YOUR TASK
Reproduce the material verbatim, everything from the line containing "Task: locate the glass" down through the line containing "TARGET = blue illuminated building", including both of those lines.

[Point-based annotation data]
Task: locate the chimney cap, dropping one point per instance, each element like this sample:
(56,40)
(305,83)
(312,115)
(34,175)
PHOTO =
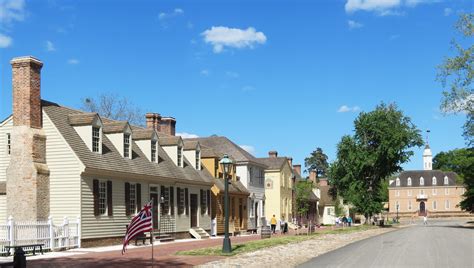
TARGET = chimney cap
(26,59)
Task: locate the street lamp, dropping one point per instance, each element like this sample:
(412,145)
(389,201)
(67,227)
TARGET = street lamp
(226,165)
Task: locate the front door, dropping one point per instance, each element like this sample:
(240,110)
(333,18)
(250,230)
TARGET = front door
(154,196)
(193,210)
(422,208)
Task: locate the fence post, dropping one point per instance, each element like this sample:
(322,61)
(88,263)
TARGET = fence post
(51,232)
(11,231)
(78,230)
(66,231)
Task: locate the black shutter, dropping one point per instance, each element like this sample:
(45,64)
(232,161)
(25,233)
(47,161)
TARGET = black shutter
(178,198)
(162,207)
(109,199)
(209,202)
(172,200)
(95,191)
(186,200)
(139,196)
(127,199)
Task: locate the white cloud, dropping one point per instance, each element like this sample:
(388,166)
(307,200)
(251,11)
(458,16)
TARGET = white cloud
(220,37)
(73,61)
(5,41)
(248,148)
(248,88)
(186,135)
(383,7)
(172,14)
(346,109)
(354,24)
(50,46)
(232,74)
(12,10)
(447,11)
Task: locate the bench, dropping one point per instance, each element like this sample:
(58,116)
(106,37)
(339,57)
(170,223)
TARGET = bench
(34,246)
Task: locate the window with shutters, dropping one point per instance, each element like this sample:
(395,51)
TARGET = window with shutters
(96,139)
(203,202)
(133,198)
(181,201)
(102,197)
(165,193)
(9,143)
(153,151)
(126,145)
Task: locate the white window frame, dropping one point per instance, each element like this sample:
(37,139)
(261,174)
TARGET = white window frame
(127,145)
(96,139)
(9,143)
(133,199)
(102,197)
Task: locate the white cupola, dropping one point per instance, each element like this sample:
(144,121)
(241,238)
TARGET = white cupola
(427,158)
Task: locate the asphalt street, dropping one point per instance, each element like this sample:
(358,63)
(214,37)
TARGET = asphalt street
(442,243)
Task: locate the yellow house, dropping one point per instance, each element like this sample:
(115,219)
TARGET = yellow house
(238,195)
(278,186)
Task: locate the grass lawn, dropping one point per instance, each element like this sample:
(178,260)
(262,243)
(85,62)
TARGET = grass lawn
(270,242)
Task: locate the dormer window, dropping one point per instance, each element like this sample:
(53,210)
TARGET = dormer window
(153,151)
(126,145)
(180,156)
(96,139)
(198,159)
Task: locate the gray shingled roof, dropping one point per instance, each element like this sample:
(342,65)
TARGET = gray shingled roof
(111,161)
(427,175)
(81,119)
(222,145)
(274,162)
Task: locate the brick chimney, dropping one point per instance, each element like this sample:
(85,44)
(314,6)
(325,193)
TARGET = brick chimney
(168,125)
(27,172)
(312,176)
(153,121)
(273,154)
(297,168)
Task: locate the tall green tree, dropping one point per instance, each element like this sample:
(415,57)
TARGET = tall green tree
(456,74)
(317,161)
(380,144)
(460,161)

---

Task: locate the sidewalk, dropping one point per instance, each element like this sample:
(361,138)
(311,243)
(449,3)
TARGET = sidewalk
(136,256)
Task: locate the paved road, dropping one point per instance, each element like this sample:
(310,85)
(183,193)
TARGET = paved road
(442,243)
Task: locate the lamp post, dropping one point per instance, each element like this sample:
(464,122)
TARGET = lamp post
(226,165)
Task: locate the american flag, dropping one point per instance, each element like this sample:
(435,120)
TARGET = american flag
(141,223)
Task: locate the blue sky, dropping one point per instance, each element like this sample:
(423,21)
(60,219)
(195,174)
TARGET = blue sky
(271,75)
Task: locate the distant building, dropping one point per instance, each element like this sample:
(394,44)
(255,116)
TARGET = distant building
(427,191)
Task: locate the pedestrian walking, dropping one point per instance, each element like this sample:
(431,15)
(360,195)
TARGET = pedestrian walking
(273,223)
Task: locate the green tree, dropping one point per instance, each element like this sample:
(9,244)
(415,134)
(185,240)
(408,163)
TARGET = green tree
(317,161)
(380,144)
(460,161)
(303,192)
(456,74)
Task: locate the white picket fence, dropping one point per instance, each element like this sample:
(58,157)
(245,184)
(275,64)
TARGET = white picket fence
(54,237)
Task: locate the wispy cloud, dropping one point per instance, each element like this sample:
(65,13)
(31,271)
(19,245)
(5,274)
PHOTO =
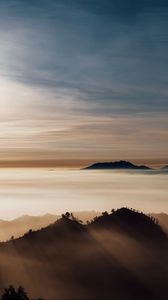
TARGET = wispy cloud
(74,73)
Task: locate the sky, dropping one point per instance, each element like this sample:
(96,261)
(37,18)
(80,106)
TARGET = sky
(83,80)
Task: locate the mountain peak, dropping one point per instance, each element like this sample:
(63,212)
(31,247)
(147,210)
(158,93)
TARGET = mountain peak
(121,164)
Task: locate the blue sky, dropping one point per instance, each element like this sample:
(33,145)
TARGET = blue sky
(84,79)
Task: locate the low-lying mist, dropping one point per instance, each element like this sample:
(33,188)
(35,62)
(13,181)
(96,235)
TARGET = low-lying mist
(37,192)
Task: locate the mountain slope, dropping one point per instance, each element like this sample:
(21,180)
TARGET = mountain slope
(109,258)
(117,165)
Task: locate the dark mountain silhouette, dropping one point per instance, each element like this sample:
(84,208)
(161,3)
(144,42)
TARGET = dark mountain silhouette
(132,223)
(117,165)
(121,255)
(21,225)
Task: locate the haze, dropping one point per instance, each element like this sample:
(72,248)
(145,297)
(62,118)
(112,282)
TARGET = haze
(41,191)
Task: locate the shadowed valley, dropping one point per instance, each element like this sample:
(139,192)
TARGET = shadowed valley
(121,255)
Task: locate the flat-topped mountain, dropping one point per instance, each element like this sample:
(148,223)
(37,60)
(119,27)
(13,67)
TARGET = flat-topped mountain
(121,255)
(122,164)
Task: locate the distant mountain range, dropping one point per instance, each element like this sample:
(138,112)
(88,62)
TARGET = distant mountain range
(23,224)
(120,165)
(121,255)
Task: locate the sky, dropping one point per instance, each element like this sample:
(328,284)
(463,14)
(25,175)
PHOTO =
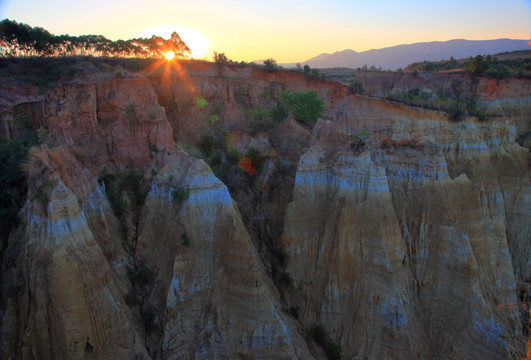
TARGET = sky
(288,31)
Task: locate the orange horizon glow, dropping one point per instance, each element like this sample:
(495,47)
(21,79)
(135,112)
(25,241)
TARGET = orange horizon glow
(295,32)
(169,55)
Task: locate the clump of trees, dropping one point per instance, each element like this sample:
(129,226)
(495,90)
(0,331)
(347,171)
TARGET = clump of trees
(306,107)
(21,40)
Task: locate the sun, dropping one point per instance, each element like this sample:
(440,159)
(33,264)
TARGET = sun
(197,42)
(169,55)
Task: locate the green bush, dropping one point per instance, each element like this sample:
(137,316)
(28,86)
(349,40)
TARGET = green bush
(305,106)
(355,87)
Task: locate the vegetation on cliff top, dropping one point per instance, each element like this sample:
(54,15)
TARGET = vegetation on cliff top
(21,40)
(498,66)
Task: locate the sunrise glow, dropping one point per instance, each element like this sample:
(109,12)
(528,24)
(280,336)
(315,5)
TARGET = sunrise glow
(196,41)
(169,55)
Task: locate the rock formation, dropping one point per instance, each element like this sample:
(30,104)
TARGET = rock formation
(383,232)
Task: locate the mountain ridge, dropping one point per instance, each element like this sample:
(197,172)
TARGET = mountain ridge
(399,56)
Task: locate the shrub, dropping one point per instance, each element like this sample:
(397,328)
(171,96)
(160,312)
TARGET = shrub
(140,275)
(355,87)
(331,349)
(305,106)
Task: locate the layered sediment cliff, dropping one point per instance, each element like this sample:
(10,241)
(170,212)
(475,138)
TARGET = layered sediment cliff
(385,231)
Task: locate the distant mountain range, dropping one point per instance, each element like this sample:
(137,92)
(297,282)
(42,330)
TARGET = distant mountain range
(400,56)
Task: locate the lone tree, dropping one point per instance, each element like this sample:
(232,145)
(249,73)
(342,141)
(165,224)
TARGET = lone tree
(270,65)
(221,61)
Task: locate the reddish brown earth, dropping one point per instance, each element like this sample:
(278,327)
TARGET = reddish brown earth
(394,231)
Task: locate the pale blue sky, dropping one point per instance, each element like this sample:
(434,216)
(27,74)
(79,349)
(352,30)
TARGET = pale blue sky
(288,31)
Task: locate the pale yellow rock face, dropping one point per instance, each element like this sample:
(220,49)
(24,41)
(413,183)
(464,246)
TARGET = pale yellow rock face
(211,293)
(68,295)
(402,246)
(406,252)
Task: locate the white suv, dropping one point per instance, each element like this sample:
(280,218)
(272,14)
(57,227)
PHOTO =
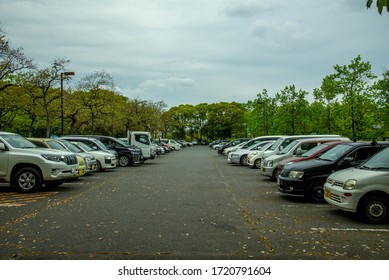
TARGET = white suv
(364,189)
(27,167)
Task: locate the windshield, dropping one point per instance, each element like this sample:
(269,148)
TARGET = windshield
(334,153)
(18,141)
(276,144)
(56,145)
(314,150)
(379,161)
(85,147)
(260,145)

--

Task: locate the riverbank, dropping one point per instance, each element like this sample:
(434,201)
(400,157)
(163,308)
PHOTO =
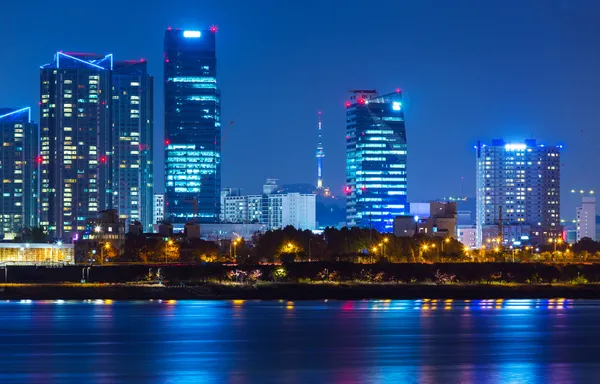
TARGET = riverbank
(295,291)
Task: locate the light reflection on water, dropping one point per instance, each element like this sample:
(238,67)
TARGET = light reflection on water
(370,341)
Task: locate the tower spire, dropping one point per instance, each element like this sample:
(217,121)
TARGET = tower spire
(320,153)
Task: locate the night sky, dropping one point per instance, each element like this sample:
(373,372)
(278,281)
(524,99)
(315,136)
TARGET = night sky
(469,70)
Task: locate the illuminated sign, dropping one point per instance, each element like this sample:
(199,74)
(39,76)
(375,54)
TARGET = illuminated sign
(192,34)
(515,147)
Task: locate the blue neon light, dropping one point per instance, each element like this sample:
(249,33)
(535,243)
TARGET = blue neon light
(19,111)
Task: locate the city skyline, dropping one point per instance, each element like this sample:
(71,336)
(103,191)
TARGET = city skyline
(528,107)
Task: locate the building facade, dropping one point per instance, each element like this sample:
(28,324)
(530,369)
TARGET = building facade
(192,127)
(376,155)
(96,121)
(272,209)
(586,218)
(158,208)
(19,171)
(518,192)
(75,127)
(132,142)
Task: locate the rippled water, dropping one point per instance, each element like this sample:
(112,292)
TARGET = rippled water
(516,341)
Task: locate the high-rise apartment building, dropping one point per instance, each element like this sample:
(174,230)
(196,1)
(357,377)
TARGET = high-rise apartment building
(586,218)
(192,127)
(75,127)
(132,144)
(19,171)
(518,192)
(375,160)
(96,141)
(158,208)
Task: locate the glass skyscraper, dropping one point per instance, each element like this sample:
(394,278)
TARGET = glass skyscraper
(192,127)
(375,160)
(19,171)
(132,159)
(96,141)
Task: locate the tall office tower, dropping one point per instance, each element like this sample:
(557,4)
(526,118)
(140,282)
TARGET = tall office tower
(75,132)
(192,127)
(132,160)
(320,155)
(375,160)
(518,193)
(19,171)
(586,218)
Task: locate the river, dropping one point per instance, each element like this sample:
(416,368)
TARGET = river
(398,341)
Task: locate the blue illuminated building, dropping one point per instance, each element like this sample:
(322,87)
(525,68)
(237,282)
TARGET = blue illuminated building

FULL ANSWER
Task: locate the glass skyscraper, dropping one point per instance, each element like this sample:
(394,278)
TARGET = glass skyscraper
(192,127)
(375,160)
(19,171)
(132,159)
(96,141)
Task: locate the tall office tower, dropping one point per instance, each element like this sample:
(557,4)
(526,118)
(140,282)
TARGET = tall office tower
(75,132)
(192,127)
(132,160)
(320,155)
(375,160)
(518,193)
(19,171)
(586,218)
Task: locate the river, dropping one point per instance, each element like this sample:
(416,368)
TARGET = river
(398,341)
Task: locate the blue illuminated building, dropping one point per instance, each element like this sample:
(322,87)
(525,68)
(237,282)
TARGET = blue illuminated building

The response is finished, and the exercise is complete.